* _TEXT BLOCK_:
>>>
Hello Fellow Administrators , Today we will be discussing about STONITH
Shoot The Other Node In The Head it is nothing but a service that helps in maintaining the integrity of nodes in a HA Cluster.
What does STONITH actually does ?
So you have a HA cluster , with Primary and HA server listed in it. In the scenario where one of the server is not working correctly or failover scenario the attached HA server will automatically come up as the primary or the fault system will be stopped and not allowed to start.
Fencing goes side ways with STONITH. Fencing is the method to bring a cluster to a known state.
So what is done in fencing ?
A cluster sometimes detects that one of the nodes is behaving strangely and needs to remove it. Every resource in a cluster has a state attached . The cluster must make sure that every resource may be started on only one node (i.e. only HA or only Primary is active )
Every node must report every change that happens to a resource. The cluster state is thus a collection of resource states and node states.
When the state of a node or resource cannot be established with certainty, fencing comes in. Even when the cluster is not aware of what is happening on a given node, fencing can ensure that the node does not run any important resources.
<<<
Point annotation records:
>>>
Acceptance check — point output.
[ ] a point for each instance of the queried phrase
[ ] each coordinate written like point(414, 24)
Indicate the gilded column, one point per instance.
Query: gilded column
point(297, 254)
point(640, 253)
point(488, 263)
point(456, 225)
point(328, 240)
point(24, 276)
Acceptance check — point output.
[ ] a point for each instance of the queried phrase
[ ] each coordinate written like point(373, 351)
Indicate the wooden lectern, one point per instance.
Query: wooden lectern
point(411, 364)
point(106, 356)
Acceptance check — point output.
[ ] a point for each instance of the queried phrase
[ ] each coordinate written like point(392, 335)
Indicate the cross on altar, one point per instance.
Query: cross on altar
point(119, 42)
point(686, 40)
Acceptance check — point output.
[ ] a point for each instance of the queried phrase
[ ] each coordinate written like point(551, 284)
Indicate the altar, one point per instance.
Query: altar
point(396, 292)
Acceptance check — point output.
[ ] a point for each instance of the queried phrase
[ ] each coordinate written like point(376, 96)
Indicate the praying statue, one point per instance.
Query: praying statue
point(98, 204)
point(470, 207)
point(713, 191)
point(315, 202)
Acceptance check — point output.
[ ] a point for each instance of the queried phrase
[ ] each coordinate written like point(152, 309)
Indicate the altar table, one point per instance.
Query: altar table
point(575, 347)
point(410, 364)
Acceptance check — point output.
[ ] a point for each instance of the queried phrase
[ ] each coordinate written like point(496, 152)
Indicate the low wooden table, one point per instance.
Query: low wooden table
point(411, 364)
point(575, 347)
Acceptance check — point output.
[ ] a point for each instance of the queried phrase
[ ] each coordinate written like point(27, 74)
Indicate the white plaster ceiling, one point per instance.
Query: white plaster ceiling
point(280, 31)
<<<
>>>
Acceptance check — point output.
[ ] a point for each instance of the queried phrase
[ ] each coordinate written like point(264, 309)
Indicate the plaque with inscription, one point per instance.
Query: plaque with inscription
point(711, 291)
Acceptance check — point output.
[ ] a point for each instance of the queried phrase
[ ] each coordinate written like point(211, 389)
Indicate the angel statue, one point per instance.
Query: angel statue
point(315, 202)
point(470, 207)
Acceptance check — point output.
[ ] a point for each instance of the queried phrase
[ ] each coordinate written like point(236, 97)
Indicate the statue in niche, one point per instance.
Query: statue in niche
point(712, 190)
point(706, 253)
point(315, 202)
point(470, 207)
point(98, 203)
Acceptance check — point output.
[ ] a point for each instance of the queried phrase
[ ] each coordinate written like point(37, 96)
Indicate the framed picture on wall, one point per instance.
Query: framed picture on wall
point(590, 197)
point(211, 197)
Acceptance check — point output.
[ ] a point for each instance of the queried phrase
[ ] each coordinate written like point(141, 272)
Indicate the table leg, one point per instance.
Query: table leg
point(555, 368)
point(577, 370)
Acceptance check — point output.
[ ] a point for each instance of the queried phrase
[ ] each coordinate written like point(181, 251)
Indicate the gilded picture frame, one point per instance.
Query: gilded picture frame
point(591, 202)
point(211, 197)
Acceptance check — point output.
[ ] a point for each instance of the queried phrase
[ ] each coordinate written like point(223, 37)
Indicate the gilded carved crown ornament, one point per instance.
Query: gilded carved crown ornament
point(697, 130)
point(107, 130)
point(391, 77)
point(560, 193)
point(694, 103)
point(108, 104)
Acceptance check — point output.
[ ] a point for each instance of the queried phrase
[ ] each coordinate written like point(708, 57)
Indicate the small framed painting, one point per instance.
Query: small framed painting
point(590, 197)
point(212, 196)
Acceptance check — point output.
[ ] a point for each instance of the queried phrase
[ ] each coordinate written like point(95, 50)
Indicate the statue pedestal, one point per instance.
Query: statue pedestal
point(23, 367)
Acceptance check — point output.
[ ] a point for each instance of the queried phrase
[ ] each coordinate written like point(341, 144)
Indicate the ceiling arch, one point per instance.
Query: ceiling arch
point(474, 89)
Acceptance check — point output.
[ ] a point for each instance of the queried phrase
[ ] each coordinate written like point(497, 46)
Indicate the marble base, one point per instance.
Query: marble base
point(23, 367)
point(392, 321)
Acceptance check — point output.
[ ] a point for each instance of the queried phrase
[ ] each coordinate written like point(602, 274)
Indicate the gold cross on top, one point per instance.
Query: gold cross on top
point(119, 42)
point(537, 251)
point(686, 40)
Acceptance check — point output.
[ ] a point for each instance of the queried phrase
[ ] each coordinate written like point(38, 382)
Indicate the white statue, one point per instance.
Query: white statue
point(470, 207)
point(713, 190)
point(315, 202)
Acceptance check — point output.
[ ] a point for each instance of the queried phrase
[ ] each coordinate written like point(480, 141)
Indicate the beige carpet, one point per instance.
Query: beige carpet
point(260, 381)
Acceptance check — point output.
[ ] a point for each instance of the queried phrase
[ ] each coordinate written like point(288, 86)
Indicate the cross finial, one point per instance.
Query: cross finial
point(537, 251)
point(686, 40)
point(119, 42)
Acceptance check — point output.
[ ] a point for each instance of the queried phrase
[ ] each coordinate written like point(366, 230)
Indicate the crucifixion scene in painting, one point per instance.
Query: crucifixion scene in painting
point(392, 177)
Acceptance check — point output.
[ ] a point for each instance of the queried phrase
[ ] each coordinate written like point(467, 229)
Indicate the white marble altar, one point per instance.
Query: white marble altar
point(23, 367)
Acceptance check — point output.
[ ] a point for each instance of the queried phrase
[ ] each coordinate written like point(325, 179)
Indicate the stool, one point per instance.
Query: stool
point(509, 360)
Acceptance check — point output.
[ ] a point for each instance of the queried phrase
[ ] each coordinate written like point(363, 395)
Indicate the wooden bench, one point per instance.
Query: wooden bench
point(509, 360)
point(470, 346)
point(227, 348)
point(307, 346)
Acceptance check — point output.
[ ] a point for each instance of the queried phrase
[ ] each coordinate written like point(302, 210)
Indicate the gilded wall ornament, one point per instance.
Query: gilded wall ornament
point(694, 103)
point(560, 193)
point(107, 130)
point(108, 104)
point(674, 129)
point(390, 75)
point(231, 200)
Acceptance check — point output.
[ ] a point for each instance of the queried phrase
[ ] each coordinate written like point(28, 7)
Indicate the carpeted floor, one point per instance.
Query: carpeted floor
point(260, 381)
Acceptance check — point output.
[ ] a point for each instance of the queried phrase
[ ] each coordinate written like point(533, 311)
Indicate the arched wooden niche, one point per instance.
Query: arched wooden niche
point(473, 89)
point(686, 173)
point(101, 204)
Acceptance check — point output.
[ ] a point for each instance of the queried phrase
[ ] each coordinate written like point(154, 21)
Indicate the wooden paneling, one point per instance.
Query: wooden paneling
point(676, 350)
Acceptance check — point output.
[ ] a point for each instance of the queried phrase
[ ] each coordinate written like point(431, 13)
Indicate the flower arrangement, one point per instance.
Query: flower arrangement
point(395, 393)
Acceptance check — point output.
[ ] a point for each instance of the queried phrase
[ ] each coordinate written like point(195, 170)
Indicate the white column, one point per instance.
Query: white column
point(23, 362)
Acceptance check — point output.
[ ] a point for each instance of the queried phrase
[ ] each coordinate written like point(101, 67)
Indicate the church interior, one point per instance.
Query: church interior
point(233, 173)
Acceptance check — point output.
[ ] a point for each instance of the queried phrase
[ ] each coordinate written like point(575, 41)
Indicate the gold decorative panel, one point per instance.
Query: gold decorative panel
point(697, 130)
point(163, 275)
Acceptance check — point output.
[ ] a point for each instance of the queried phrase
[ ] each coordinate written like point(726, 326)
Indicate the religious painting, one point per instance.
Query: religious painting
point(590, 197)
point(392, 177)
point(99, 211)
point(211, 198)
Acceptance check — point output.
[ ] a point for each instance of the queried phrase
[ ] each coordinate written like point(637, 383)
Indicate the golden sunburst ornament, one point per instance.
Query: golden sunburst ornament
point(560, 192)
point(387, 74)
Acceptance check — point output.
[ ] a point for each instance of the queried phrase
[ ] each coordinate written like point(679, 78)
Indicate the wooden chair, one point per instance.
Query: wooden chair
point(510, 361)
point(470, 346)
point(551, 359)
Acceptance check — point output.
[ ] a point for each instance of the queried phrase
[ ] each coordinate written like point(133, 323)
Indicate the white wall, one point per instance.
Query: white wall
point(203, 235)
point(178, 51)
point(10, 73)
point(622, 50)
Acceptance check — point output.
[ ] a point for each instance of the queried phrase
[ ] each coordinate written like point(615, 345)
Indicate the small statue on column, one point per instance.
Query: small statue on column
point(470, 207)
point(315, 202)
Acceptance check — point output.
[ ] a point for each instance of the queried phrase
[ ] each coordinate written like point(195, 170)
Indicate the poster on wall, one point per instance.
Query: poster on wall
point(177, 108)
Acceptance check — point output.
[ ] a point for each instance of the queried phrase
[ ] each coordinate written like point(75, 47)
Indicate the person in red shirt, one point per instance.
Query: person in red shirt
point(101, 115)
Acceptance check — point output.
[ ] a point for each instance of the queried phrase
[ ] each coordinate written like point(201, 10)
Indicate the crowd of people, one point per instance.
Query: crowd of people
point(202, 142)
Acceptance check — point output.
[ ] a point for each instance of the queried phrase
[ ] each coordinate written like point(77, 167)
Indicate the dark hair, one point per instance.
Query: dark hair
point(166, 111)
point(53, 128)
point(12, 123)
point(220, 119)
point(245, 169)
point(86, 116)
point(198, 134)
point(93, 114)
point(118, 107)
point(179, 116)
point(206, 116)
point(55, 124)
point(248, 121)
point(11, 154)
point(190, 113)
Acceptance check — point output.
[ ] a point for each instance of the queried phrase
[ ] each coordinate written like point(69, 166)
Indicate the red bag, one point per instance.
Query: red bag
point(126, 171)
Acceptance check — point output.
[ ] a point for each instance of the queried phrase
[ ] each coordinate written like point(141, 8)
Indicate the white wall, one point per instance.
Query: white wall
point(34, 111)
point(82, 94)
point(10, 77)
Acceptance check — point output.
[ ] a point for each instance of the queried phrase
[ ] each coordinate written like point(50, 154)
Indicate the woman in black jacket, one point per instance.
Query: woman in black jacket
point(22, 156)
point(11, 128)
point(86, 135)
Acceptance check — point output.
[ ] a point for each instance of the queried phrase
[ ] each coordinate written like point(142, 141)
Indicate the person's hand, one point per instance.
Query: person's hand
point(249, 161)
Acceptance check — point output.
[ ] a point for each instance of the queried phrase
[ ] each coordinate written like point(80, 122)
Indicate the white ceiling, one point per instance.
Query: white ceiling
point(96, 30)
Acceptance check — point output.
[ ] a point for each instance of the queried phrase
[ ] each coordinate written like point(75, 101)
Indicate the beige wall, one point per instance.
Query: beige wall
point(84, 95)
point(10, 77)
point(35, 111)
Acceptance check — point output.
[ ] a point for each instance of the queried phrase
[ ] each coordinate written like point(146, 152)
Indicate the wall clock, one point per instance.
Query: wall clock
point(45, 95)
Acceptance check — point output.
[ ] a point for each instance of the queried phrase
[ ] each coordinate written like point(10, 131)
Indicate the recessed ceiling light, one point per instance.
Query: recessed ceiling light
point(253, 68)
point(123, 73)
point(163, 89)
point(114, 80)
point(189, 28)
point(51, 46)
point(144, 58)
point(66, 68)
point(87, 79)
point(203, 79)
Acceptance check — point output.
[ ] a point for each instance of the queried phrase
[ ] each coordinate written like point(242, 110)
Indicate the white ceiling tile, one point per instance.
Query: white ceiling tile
<<<
* _SET EXERCISE_: In the text about STONITH, rewrite the paragraph beginning "When the state of a node or resource" as a shorter version that keeps its main facts. These items are separate material with no connection to the text about STONITH.

* _SOLUTION TO THE PROBLEM_: Fencing is used when a node's or resource's state can't be determined with certainty. Even if the cluster doesn't know what is happening on a node, fencing can keep that node from running any important resources.